* [PAGE EXCERPT]
☆ ☆ ☆ ☆ ☆
RTX 3050 - Order Now
Home / Blog / Tutorials / Real-Time Audio to Whisper: WebSocket Setup
Tutorials

Real-Time Audio to Whisper: WebSocket Setup

Build a real-time audio streaming pipeline to Whisper using WebSockets. Covers server setup, audio chunking, VAD integration, partial results, and low-latency transcription on GPU servers.

You Need Live Transcription, Not Batch Processing

Standard Whisper processes complete audio files — but you need live transcription from a microphone, phone call, or streaming source. The audio arrives continuously and the user expects to see words appear in near-real-time, not after the recording ends. Building this on a GPU server requires a WebSocket server that accepts audio chunks, buffers them intelligently, and feeds them to Whisper with minimal latency.

WebSocket Server Architecture

The server accepts raw PCM audio over a WebSocket connection, accumulates chunks, and sends transcription results back:

import asyncio
import websockets
import numpy as np
from faster_whisper import WhisperModel

model = WhisperModel("medium", device="cuda", compute_type="int8")

async def transcription_handler(websocket):
    audio_buffer = np.array([], dtype=np.float32)
    sample_rate = 16000
    chunk_duration = 3.0  # Process every 3 seconds of audio
    chunk_size = int(sample_rate * chunk_duration)

    async for message in websocket:
        # Receive raw PCM audio bytes
        audio_chunk = np.frombuffer(message, dtype=np.float32)
        audio_buffer = np.concatenate([audio_buffer, audio_chunk])

        if len(audio_buffer) >= chunk_size:
            # Transcribe the accumulated buffer
            segments, _ = model.transcribe(
                audio_buffer, language="en",
                vad_filter=True, beam_size=3
            )
            text = " ".join([s.text for s in segments])

            # Send result back to client
            await websocket.send(text)

            # Keep overlap for word boundary continuity
            overlap = int(sample_rate * 0.5)
            audio_buffer = audio_buffer[-overlap:]

async def main():
    async with websockets.serve(transcription_handler, "0.0.0.0", 8765):
        print("WebSocket Whisper server running on ws://0.0.0.0:8765")
        await asyncio.Future()  # Run forever

asyncio.run(main())

Voice Activity Detection for Smart Chunking

Instead of fixed-interval chunking, use VAD to detect when the speaker pauses and transcribe complete utterances:

import torch

# Load Silero VAD
vad_model, utils = torch.hub.load('snakers4/silero-vad', 'silero_vad')
(get_speech_timestamps, _, _, _, _) = utils

class VADChunker:
    def __init__(self, sample_rate=16000):
        self.sr = sample_rate
        self.buffer = np.array([], dtype=np.float32)
        self.silence_threshold_ms = 500
        self.min_speech_ms = 300

    def feed(self, audio_chunk):
        self.buffer = np.concatenate([self.buffer, audio_chunk])
☆ ☆ ☆ ☆ ☆
* [EXTRACTED ENTRIES]
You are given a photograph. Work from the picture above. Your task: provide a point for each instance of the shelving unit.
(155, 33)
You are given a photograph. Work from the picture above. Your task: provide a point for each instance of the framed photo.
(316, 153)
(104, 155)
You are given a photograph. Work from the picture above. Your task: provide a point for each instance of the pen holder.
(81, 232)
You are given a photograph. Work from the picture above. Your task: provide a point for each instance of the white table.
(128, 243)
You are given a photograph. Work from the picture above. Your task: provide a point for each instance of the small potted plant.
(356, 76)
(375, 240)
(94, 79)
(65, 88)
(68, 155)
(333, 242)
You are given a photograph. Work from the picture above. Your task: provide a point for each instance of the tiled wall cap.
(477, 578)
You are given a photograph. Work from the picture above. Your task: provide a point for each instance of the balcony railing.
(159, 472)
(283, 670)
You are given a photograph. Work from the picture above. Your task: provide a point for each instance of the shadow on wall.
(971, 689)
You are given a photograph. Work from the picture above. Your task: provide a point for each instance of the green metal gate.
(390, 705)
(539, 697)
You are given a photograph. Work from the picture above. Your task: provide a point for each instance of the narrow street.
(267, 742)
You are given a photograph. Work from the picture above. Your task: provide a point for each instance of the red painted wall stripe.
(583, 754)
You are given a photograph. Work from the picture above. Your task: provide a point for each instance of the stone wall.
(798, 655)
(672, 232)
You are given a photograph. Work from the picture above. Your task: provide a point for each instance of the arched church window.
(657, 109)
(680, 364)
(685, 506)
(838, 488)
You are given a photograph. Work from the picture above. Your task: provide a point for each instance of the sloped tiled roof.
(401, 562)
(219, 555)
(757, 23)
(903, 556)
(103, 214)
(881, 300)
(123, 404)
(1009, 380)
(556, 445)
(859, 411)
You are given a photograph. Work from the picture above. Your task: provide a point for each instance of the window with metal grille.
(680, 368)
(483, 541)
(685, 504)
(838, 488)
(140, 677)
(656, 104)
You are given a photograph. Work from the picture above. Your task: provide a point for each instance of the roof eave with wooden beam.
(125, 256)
☆ ☆ ☆ ☆ ☆
* [TO BE DONE]
#1 In the Whisper WebSocket tutorial, which port does the server listen on?
#2 Pick up the Whisper WebSocket tutorial right after its last line and keep it going.
The rows come from a different source than the tutorial.

* [EXERCISE ANSWERS]
#1 Port 8765.

#2
        # Check for speech endpoints every 100ms of new audio
        if len(self.buffer) < self.sr * 0.5:
            return None

        audio_tensor = torch.from_numpy(self.buffer)
        timestamps = get_speech_timestamps(
            audio_tensor, vad_model,
            threshold=0.5,
            min_silence_duration_ms=self.silence_threshold_ms,
            min_speech_duration_ms=self.min_speech_ms,
            sampling_rate=self.sr
        )

        if timestamps and self._has_speech_ended(timestamps):
            # Extract speech segment and reset buffer
            end_sample = timestamps[-1]['end']
            speech = self.buffer[:end_sample]
            self.buffer = self.buffer[end_sample:]
            return speech
        return None

    def _has_speech_ended(self, timestamps):
        last_end = timestamps[-1]['end'] / self.sr
        buffer_end = len(self.buffer) / self.sr
        silence_duration = buffer_end - last_end
        return silence_duration > (self.silence_threshold_ms / 1000)

Browser Client Implementation

Capture microphone audio in the browser and stream it to your WebSocket server:

<script>
const ws = new WebSocket('wss://your-gpu-server.com:8765');

async function startStreaming() {
  const stream = await navigator.mediaDevices.getUserMedia({
    audio: { sampleRate: 16000, channelCount: 1, echoCancellation: true }
  });

  const audioContext = new AudioContext({ sampleRate: 16000 });
  const source = audioContext.createMediaStreamSource(stream);
  const processor = audioContext.createScriptProcessor(4096, 1, 1);

  processor.onaudioprocess = (event) => {
    const audioData = event.inputBuffer.getChannelData(0);
    // Send raw float32 PCM over WebSocket
    ws.send(audioData.buffer);
  };

  source.connect(processor);
  processor.connect(audioContext.destination);
}

ws.onmessage = (event) => {
  document.getElementById('transcript').textContent += event.data + ' ';
};

startStreaming();
</script>

Streaming Partial Results

For a more responsive experience, send partial (unstable) results alongside final (stable) results:

async def transcription_handler_with_partials(websocket):
    chunker = VADChunker()
    running_text = ""

    async for message in websocket:
        audio_chunk = np.frombuffer(message, dtype=np.float32)

        # Try to get a complete utterance
        complete_speech = chunker.feed(audio_chunk)

        if complete_speech is not None:
            # Final result for this utterance
            segments, _ = model.transcribe(complete_speech, language="en")
            final_text = " ".join([s.text for s in segments])
            running_text += final_text + " "
            await websocket.send(json.dumps({
                "type": "final",
                "text": final_text,
                "full_transcript": running_text
            }))
        elif len(chunker.buffer) > 16000:  # >1 second buffered
            # Partial result from current buffer
            segments, _ = model.transcribe(chunker.buffer, language="en")
            partial_text = " ".join([s.text for s in segments])
            await websocket.send(json.dumps({
                "type": "partial",
                "text": partial_text
            }))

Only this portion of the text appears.